**Exercise goal**
An exact transcription of every record is needed.

**Stored records**
Start of Block

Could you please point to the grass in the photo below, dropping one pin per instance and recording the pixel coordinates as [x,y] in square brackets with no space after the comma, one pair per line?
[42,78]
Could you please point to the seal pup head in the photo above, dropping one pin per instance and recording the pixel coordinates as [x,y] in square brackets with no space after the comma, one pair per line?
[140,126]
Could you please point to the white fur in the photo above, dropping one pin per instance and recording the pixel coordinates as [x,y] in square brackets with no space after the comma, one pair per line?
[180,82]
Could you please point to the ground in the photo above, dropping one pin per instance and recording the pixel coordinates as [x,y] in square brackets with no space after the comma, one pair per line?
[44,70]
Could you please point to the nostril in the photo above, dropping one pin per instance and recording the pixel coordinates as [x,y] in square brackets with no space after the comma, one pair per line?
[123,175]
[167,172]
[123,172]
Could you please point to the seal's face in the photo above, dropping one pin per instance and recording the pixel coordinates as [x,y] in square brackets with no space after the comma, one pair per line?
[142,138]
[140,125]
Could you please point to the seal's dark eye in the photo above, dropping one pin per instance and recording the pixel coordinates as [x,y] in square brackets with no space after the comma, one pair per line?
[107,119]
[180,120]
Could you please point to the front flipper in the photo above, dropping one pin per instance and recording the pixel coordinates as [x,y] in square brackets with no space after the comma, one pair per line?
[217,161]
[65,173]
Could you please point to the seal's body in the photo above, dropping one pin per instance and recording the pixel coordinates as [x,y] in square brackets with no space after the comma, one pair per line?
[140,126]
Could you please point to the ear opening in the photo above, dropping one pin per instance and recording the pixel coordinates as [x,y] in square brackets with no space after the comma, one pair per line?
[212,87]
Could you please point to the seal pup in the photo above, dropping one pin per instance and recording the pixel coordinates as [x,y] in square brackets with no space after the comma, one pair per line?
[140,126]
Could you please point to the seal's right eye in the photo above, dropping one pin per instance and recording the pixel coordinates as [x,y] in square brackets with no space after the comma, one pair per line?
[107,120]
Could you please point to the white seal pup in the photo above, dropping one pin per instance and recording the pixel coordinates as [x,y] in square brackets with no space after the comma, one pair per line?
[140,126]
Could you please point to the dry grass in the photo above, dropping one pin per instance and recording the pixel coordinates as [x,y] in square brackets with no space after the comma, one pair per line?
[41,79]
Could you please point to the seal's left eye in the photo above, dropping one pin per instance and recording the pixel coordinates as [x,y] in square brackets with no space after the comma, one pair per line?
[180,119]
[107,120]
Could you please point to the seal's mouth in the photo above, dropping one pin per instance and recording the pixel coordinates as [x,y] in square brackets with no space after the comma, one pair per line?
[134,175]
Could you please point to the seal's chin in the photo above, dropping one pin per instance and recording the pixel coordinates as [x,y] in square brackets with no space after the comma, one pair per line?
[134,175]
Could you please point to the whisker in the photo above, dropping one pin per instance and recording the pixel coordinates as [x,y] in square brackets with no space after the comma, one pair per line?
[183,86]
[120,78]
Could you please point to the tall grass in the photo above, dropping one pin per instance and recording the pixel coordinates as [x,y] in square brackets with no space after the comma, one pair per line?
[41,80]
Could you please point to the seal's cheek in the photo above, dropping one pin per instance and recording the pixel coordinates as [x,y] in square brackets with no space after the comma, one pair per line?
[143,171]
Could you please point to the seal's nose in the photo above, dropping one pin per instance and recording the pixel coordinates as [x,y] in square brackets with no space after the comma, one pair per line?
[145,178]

End of Block

**Response box**
Could you please point to the grass in the photo below, dropping one pin per instance and recording the pixel coordinates as [x,y] in square brackets with no space after the comma, one pair per line?
[42,78]
Could you please point to the seal pup head in the photo above, dropping one pin per instance and recording the pixel coordinates as [x,y] in square brackets with no space after the comma, one pair per line?
[140,126]
Could you please point to the white fur in the photo above, dropping one pin per instance and recording the pixel coordinates as [x,y] in square brackets with no space after the comma, one pair per line?
[180,82]
Could you please point to the ground in the photo above, dropping one pin per instance and recording the pixel coordinates as [x,y] in square brackets with no space after the comma, one pair per line?
[44,70]
Could you please point to the nostril in the photo above, dropping one pin per instance and recording the pixel coordinates as [x,y] in square brackets with no space after the comma, one pair per line?
[123,175]
[167,172]
[123,172]
Could you please point to the seal's face in the photo above, dropping one pin per instance and recording the pixel coordinates as [x,y] in square brackets with no space after the comma, one pair per line?
[142,138]
[140,125]
Could you please point to the seal's dark eye in the photo above, dropping one pin per instance and recording the pixel coordinates as [x,y] in square brackets with no space after the comma, one pair per line?
[107,119]
[180,120]
Could you please point to the front flipper in the photo above, dropping one pin per instance and recording the pixel coordinates as [x,y] in square brackets with no space after the comma, one pair per line?
[217,161]
[65,173]
Could you please point to the seal's body in the photo above, dropping one pin per instance and recording the pixel coordinates as [x,y] in square brackets with no space after the comma, one pair per line?
[140,126]
Could you please point to the ear opening in the photo above, dropping one pin per instance and recording the pixel coordinates as [x,y] in square brackets with no space after the comma, one pair per line?
[212,87]
Could you please point to the seal pup in the photo above, dropping one pin per instance and recording the pixel coordinates as [x,y] in square brackets with no space after the comma, one pair per line?
[140,126]
Could you please point to the seal's right eye in the photo above, dropping one pin per instance and recording the pixel coordinates as [x,y] in square brackets with no space after the comma, one pair per line?
[107,120]
Could you please point to the white seal pup in the photo above, dropping one pin per instance and recording the pixel coordinates as [x,y] in square brackets with no space after the comma, one pair per line?
[140,126]
Could you please point to the dry grass in the photo above, dropping one pin per instance and recording the pixel coordinates as [x,y] in square brackets with no space after the comma, one pair per line?
[41,79]
Could you please point to the seal's left eye in the photo above, dropping one pin per instance and recording the pixel coordinates as [x,y] in square brackets with no space after the comma, one pair per line?
[180,119]
[107,120]
Could you please point to the seal's mouth in the photo above, dropping one pin per instance and recording the pixel coordinates as [x,y] in square brackets with no space after the comma, one pair per line?
[134,175]
Could you please point to the seal's chin in the photo above, dropping one pin per instance and recording the pixel coordinates as [x,y] in square brackets with no space after the comma, one pair per line?
[134,175]
Could you please point to the whisker in the photo above, dropping one pin per instance and recording the pixel coordinates as [x,y] in square brackets with no space after the comma, one pair per line?
[183,86]
[120,78]
Could you please point to the tall grass in the photo above, dropping one pin per instance and recording the pixel coordinates as [x,y] in square brackets with no space after the comma, one pair per line?
[41,80]
Could you please point to the seal's cheek in the photo above, dropping one pin per instance and recording the pixel coordinates as [x,y] in square brackets with no space after the comma, one pair per line?
[143,171]
Could you please point to the seal's nose in the photo above, dropping one pin per instance and recording the pixel coordinates as [x,y] in square brackets with no space after the comma, one pair per line?
[145,178]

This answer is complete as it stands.